Request
Rewrite the stretch of lines below from the line containing "For this exercise we mark the black graduation cap" through the line containing "[(455, 151), (156, 249), (755, 158)]", both included, as a JSON list of strings with one string per line and blank lines left out.

Data rows
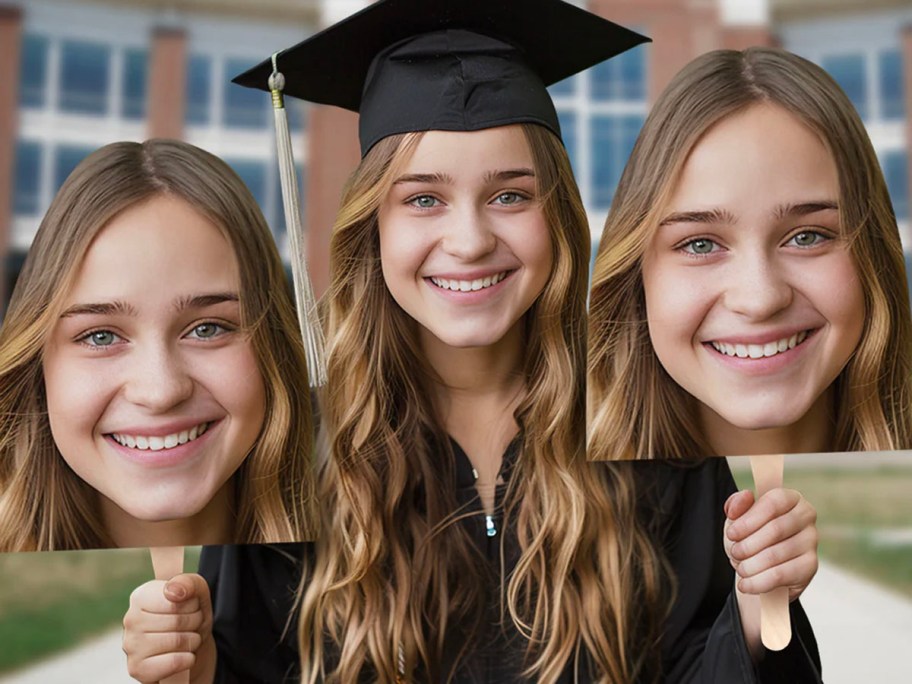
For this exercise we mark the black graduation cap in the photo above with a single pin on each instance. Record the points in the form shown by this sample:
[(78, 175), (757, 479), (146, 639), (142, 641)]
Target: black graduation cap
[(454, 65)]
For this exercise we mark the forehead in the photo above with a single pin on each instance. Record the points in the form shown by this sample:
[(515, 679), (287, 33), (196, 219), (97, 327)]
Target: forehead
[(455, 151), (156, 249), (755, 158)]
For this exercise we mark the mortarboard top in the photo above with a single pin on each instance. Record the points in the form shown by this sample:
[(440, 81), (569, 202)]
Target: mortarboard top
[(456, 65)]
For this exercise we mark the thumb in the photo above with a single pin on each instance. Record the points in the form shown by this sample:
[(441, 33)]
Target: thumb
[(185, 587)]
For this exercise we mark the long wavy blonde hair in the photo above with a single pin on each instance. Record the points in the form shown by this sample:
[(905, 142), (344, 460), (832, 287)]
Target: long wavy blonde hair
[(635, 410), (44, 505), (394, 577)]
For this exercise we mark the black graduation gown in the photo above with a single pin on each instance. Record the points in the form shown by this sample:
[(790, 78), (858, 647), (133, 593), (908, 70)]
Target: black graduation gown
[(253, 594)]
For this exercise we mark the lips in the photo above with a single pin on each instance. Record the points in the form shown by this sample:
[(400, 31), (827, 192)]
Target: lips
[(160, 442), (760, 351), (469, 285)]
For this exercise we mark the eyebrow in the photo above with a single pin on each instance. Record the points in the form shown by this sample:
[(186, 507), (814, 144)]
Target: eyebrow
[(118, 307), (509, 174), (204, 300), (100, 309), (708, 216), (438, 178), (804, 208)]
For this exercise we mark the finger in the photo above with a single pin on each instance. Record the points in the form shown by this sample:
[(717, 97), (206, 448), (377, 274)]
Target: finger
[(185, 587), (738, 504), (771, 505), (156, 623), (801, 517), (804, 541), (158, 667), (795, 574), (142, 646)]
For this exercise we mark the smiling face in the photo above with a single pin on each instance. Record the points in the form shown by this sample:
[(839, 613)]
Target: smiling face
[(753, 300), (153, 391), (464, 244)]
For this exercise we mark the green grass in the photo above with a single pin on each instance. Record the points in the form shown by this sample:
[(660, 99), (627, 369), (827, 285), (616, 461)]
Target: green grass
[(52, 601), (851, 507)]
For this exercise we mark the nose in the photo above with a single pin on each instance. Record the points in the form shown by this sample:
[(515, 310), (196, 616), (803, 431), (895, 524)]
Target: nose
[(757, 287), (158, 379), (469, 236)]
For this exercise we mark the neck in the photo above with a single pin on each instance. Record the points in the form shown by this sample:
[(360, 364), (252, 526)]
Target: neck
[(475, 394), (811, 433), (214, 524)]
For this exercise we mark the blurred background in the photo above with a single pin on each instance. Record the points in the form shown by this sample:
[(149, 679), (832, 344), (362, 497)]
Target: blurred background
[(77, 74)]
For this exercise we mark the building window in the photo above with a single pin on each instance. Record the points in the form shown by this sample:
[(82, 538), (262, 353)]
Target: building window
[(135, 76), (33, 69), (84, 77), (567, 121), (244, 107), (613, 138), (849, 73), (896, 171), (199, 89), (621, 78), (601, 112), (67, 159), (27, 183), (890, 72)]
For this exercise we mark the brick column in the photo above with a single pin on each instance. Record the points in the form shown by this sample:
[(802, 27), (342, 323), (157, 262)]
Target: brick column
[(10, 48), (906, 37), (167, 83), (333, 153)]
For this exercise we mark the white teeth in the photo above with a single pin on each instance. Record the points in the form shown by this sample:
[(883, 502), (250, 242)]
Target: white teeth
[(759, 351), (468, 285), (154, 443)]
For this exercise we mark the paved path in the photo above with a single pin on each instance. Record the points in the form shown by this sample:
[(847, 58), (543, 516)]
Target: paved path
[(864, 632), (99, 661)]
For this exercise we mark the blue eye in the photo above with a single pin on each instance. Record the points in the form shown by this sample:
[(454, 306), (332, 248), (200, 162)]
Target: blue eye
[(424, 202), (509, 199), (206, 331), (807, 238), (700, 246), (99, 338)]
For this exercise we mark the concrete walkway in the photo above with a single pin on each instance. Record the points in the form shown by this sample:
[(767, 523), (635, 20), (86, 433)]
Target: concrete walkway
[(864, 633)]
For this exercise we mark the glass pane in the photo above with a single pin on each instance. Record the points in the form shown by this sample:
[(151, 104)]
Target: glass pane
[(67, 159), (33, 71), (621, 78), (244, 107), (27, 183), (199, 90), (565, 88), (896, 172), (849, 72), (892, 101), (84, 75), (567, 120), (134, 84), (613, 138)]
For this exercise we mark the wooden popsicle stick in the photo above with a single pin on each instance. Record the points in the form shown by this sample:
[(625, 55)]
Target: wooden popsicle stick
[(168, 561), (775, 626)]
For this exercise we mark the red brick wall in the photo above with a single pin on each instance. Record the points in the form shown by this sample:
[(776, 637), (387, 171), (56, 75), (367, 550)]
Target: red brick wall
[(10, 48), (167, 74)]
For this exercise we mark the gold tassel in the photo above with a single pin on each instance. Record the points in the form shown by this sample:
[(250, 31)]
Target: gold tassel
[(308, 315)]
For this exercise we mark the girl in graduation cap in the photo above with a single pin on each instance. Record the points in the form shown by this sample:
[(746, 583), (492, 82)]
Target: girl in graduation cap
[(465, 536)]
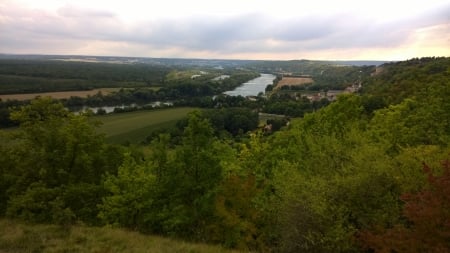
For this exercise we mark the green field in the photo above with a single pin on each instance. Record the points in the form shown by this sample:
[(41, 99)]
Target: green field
--
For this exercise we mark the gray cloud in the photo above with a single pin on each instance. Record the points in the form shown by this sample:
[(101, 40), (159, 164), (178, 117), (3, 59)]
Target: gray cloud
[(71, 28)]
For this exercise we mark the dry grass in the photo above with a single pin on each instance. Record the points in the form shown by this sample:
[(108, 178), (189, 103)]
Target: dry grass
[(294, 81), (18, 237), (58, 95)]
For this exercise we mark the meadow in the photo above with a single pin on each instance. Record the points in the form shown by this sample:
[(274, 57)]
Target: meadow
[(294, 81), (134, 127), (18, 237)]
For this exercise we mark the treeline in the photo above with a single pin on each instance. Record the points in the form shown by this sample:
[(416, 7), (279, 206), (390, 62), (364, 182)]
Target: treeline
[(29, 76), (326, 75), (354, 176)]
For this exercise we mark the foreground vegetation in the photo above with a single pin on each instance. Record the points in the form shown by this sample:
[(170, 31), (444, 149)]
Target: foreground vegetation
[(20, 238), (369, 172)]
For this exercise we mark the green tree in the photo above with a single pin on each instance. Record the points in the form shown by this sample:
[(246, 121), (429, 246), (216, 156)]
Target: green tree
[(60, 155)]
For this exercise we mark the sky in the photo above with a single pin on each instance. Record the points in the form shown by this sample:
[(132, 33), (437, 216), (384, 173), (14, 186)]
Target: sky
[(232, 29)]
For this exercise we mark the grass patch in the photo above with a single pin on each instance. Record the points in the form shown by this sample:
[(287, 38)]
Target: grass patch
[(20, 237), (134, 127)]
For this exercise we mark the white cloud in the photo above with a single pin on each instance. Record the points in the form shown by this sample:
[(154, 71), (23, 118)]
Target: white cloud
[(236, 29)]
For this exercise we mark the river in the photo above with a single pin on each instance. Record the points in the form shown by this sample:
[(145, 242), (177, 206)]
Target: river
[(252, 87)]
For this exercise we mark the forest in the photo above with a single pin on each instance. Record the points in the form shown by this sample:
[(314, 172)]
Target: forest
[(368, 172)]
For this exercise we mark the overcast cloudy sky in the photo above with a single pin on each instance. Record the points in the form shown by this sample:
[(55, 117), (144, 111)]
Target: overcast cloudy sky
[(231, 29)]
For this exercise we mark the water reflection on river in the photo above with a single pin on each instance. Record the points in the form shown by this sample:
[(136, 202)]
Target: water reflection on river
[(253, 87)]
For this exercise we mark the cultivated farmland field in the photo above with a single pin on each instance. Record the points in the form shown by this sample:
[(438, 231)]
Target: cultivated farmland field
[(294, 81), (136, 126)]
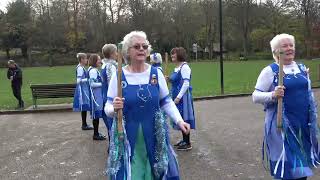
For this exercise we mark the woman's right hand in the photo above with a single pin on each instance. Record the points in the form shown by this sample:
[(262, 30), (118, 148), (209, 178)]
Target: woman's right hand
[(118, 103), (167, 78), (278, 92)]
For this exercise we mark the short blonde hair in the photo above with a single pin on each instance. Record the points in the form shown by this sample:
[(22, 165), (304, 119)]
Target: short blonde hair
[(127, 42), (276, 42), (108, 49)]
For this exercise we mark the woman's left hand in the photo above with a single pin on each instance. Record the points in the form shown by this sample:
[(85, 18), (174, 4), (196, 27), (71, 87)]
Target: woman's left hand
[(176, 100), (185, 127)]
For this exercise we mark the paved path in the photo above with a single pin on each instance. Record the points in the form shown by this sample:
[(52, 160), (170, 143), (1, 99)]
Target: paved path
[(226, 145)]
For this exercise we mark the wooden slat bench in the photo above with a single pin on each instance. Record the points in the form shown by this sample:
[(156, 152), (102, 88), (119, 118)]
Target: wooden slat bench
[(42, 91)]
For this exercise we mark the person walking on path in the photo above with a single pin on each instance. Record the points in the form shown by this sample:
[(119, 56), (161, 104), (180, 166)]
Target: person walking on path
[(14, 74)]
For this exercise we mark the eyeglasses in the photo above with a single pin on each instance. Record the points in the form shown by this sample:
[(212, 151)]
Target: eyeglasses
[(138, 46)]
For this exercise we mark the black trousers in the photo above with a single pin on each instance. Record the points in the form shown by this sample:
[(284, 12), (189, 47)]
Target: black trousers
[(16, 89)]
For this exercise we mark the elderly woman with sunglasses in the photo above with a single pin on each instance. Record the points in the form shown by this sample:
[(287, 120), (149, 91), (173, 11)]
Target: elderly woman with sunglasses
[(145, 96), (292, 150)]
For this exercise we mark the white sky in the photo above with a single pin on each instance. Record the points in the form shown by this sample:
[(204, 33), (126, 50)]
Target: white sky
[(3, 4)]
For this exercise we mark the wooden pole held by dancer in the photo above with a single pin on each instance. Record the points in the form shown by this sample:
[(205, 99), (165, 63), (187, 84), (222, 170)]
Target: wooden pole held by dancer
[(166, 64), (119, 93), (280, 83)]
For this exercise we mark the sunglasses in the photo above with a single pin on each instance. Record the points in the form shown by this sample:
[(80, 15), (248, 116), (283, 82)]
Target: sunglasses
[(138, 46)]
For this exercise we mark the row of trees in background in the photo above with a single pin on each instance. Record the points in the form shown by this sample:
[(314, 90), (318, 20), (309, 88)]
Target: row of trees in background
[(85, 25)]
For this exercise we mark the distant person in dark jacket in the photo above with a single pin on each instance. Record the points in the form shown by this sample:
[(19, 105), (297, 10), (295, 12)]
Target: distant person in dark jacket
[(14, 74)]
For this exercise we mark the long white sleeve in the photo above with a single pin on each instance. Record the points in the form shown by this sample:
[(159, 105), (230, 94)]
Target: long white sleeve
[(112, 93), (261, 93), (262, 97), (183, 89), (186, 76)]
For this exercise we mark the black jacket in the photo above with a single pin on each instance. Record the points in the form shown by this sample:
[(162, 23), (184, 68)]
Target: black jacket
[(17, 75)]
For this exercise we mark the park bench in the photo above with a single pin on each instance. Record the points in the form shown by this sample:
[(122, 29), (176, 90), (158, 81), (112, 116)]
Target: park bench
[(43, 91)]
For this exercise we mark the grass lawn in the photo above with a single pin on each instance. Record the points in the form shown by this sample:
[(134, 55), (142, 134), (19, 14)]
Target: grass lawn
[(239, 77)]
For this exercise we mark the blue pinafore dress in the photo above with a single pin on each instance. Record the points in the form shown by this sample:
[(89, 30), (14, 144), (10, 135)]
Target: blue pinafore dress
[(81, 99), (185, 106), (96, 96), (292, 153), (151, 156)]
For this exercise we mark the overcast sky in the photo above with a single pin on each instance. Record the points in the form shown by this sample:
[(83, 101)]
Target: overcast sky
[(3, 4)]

Full response
[
  "For this exercise we mark the black graduation cap in the photo above with a single pin on each instance. Record the points in the form shown by this sample:",
  "[(78, 175), (757, 479), (146, 639), (142, 641)]",
  "Target: black graduation cap",
  "[(454, 65)]",
  "For this exercise we mark the forehead in the photo above with a single pin on each instance. Record the points in the form shown by this sample:",
  "[(515, 679), (287, 33), (196, 219), (97, 327)]",
  "Target: forehead",
  "[(455, 151), (156, 249), (755, 158)]"
]